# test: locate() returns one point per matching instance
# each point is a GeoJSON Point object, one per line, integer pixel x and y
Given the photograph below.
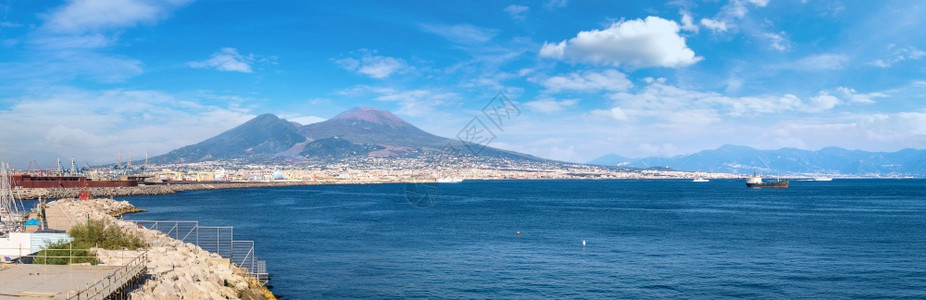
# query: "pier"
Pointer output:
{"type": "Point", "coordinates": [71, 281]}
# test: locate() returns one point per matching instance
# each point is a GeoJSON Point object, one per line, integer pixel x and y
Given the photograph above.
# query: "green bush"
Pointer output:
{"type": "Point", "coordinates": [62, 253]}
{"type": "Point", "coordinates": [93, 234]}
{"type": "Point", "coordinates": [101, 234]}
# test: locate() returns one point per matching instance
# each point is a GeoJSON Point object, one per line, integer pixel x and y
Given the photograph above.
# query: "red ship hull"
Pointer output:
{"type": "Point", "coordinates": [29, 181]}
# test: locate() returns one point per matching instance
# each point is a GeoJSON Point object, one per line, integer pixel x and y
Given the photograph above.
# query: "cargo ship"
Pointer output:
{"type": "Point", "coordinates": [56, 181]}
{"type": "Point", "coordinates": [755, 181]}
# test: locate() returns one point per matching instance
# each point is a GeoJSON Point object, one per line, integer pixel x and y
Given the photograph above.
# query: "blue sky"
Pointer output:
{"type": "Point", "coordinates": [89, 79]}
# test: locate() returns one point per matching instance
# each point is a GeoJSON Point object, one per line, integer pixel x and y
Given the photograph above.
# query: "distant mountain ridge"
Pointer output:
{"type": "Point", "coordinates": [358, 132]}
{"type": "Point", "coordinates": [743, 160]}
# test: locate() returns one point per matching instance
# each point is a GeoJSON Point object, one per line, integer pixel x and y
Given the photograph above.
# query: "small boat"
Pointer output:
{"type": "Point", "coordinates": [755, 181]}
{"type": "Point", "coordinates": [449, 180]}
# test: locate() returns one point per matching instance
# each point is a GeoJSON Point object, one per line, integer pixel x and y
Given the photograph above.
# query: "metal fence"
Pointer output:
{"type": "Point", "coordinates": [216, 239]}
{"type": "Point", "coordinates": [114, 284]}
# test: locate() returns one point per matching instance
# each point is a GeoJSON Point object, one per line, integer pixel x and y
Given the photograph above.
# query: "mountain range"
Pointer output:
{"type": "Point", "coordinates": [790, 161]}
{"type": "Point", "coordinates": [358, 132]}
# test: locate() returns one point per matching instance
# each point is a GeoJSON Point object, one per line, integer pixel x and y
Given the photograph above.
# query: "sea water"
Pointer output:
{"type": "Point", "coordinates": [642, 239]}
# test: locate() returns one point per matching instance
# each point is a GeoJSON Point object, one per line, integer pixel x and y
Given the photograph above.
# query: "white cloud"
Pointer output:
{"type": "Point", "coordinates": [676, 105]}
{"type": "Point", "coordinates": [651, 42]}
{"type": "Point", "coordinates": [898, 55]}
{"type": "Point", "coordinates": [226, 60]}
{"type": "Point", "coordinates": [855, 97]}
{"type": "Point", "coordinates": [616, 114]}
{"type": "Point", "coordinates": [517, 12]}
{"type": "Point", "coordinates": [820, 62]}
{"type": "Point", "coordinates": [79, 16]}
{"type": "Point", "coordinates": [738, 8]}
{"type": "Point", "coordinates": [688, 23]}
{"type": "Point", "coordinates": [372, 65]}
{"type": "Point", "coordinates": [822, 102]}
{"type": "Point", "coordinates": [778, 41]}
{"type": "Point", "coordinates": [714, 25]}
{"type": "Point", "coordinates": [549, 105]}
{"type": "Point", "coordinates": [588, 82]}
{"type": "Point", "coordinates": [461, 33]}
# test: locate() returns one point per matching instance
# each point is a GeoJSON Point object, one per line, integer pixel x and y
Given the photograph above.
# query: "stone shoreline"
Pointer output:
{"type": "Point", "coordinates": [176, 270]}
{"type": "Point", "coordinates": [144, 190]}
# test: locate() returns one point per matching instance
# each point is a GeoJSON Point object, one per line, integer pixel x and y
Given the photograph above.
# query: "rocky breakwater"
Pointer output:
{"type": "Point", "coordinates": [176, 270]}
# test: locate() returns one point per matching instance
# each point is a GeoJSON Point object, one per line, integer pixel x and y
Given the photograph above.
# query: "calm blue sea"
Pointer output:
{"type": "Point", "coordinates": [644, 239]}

....

Write the listing out a second time exactly, dropping all images.

# test: locate() returns one point per matching instance
# each point is a GeoJSON Point object, one per line, integer pixel x and y
Given the photograph below.
# query: "pier"
Pointer output:
{"type": "Point", "coordinates": [71, 281]}
# test: locate() returns one point per matching instance
# each point is a GeoJSON Point object, one per line, integer pixel x and y
Given the photograph above.
# query: "green bush"
Pointer output:
{"type": "Point", "coordinates": [62, 253]}
{"type": "Point", "coordinates": [93, 234]}
{"type": "Point", "coordinates": [101, 234]}
# test: locate() returns one point per matching instance
# each point is a GeoJSON Point object, one per line, integer pixel x and y
Given the photograph above.
# query: "red ship hull"
Pointer output:
{"type": "Point", "coordinates": [29, 181]}
# test: locate() returns one point per matching instance
# each point is a GeoJSON Point object, one per line, integer pixel x and y
Given the photograph above.
# query: "cargo ship"
Pointer output:
{"type": "Point", "coordinates": [56, 181]}
{"type": "Point", "coordinates": [755, 181]}
# test: locate() returns one point per matching instance
# each point is a GeoJSON Point object, one per line, integer pixel x and y
Given the photograph above.
# query: "blue sky"
Pointer output:
{"type": "Point", "coordinates": [89, 79]}
# test: locate() returns one point per matching instance
# each point is a GeoJSON Point object, one per line, integer pixel x and y
Given the photograph above.
# query: "distant mountain ridge"
Pointer output:
{"type": "Point", "coordinates": [358, 132]}
{"type": "Point", "coordinates": [743, 160]}
# test: locate() returns one point per matching instance
# each point is a GeoJSON Point object, one per line, integer pixel x and y
Given the photograph above.
# query: "small boat"
Pointer output:
{"type": "Point", "coordinates": [755, 181]}
{"type": "Point", "coordinates": [449, 180]}
# test: locate() returns one point per matching instance
# each point is a GeoJSON Point object, one per line, integer pixel x and y
Given the photograph above.
# query: "metal fence"
Pointer output:
{"type": "Point", "coordinates": [216, 239]}
{"type": "Point", "coordinates": [114, 284]}
# test: locate() returns one point per matching instance
# each point is a GeoJSON Point object, one per line, integer pixel x and y
Given the photograph above.
# query: "mountain range"
Pointer output:
{"type": "Point", "coordinates": [790, 161]}
{"type": "Point", "coordinates": [358, 132]}
# test: locate() returns one point per matching instance
# each point is a GeoJSON Point object, one per line, integer pixel x and y
Given the photograph above.
# query: "sea water"
Pointer output:
{"type": "Point", "coordinates": [642, 239]}
# test: locate() returns one point per matching instance
# each point is a GeoJSON Point object, one per line, integer pixel x and y
Given the photograph above.
# query: "white cloud"
Pointer output:
{"type": "Point", "coordinates": [676, 105]}
{"type": "Point", "coordinates": [651, 42]}
{"type": "Point", "coordinates": [898, 55]}
{"type": "Point", "coordinates": [226, 60]}
{"type": "Point", "coordinates": [855, 97]}
{"type": "Point", "coordinates": [616, 114]}
{"type": "Point", "coordinates": [517, 12]}
{"type": "Point", "coordinates": [820, 62]}
{"type": "Point", "coordinates": [79, 16]}
{"type": "Point", "coordinates": [738, 8]}
{"type": "Point", "coordinates": [688, 23]}
{"type": "Point", "coordinates": [372, 65]}
{"type": "Point", "coordinates": [822, 102]}
{"type": "Point", "coordinates": [778, 41]}
{"type": "Point", "coordinates": [714, 25]}
{"type": "Point", "coordinates": [549, 105]}
{"type": "Point", "coordinates": [588, 82]}
{"type": "Point", "coordinates": [461, 33]}
# test: locate() returns one point per matching instance
# each point is a GeoJSON Point object, one per line, integer pixel x and y
Given the photograph above.
# query: "stone shoreline"
Pointer output:
{"type": "Point", "coordinates": [176, 270]}
{"type": "Point", "coordinates": [144, 190]}
# test: locate() returns one point per matching instance
# each point is a GeoJSON Point object, one per line, integer pixel x and y
Given the photograph above.
# query: "rocky breakwater"
Pointer output:
{"type": "Point", "coordinates": [176, 270]}
# test: locate() returns one point per matching instance
# each point is a GeoJSON Point object, one per line, integer pixel x and y
Given the photograph above.
# query: "calm blue sea"
Pointer output:
{"type": "Point", "coordinates": [644, 239]}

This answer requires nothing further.